• 任务要求: 照抄下面关于zookeeper客户端的文章中从“核心点:1、创建DataWa”开始、到“cb, Object ctx)”为止（含这几个字）的部分。

----- 文档节选

概述
先打一个预告,写完这篇zookeeper-client端的文章以后,基本上zookeeper的系列已经完结了,后面会进入flume系列的源码阅读当中,敬请期待,而这篇文章也是上周去听分享时候砸场子答应别人写的文章。
zookeeper-client端主要介绍的内容包括client的核心属性,client-server的交互过程(以getData作为一个例子),client-watcher的触发过程,client的重连过程。至于client-server建立连接的过程,建议看下《zookeeper - 主从通信(3)》。
zookeeper-client
zookeeper-client核心属性如下
- ZKWatchManager:用于client端watcher注册的核心数据结构
- ExistsWatchRegistration:用于exists方法注册的watcher事件
- DataWatchRegistration:用于getData方法注册的watcher事件
- ChildWatchRegistration:用于getChildren方法注册watcher事件
- ClientCnxn:用于维持client和server端的连接
ClientCnxn的核心属性
- SendThread:用于处理client和server的读写操作
- EventThread:用于处理server端发回来的event事件
- outgoingQueue:用于保存待发送的packet的queue
- pendingQueue:用于保存已发送的packet的queue并用来业务处理
sendThread介绍
sendThread主要用于client-server的发送和接收的交互过程,这里我们以getData作为一个例子进行分析,通过getData的分析基本上我们能够了解清楚client的发送过程。
核心点:1、创建DataWatchRegistration对象,后面会注册到ZKWatchManager当中;2、通过queuePacket发送发送报文。
public void getData(final String path, Watcher watcher,
DataCallback cb, Object ctx)
{
final String clientPath = path;
PathUtils.validatePath(clientPath);
// the watch contains the un-chroot path
WatchRegistration wcb = null;
if (watcher != null) {
//todo 核心点在于我们把watcher注册进去了
wcb = new DataWatchRegistration(watcher, clientPath);
}
final String serverPath = prependChroot(clientPath);
RequestHeader h = new RequestHeader();
h.setType(ZooDefs.OpCode.getData);
GetDataRequest request = new GetDataRequest();
request.setPath(serverPath);
request.setWatch(watcher != null);
GetDataResponse response = new GetDataResponse();
cnxn.queuePacket(h, new ReplyHeader(), request, response, cb,
clientPath, serverPath, ctx, wcb);
}
queuePacket动作负责将packet加入到outgoingQueue当中,然后通过packetAdded方法唤醒sendThread发送packet。
public Packet queuePacket(RequestHeader h, ReplyHeader r, Record request,
Record response, AsyncCallback cb, String clientPath,
String serverPath, Object ctx, WatchRegistration watchRegistration,
WatchDeregistration watchDeregistration) {
Packet packet = null;
// Note that we do not generate the Xid for the packet yet. It is
// generated later at send-time, by an implementation of ClientCnxnSocket::doIO(),
// where the packet is actually sent.

----------
----- 给定数据

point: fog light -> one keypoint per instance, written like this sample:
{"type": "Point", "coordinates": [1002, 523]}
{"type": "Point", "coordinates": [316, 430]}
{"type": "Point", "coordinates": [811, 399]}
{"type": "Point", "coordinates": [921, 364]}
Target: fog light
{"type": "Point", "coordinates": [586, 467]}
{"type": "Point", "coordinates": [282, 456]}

----------
----- 给定数据

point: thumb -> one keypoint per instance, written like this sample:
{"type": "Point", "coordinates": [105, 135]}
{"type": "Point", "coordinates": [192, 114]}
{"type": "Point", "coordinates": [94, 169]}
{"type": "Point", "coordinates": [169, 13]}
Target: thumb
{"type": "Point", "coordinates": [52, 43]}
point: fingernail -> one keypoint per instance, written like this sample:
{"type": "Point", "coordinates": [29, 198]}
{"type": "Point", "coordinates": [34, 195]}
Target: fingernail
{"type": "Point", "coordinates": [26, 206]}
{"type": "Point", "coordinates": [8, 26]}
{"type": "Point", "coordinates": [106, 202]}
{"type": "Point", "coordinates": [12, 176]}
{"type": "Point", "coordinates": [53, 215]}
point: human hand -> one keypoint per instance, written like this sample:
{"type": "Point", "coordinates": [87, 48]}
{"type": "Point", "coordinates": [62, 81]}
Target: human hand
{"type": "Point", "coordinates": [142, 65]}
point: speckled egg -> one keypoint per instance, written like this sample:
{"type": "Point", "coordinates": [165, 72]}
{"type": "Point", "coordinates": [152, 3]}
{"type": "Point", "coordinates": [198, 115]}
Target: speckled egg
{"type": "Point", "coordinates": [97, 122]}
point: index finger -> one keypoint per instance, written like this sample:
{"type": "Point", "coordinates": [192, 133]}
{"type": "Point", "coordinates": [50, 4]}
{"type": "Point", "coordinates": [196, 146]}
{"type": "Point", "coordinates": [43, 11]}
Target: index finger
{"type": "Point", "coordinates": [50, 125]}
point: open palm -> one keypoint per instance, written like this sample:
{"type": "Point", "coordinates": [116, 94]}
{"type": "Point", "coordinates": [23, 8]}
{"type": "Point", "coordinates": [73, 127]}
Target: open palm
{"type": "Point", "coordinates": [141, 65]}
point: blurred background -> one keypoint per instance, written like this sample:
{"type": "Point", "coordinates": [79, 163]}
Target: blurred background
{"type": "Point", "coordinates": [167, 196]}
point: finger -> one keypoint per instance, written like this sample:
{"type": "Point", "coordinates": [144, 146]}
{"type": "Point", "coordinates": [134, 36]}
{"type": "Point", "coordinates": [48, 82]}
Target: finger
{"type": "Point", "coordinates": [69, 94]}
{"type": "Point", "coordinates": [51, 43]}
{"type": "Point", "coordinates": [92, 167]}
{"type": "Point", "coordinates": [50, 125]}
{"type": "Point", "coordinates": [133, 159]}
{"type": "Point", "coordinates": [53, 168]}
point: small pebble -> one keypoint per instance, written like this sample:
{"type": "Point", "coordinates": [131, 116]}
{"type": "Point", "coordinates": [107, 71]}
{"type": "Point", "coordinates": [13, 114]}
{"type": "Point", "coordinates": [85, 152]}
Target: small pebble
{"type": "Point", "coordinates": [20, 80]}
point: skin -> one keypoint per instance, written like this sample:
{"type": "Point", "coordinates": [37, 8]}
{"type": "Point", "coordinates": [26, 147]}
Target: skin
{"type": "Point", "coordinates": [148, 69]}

----------

• 参考答案:
核心点:1、创建DataWatchRegistration对象,后面会注册到ZKWatchManager当中;2、通过queuePacket发送发送报文。
public void getData(final String path, Watcher watcher,
DataCallback cb, Object ctx)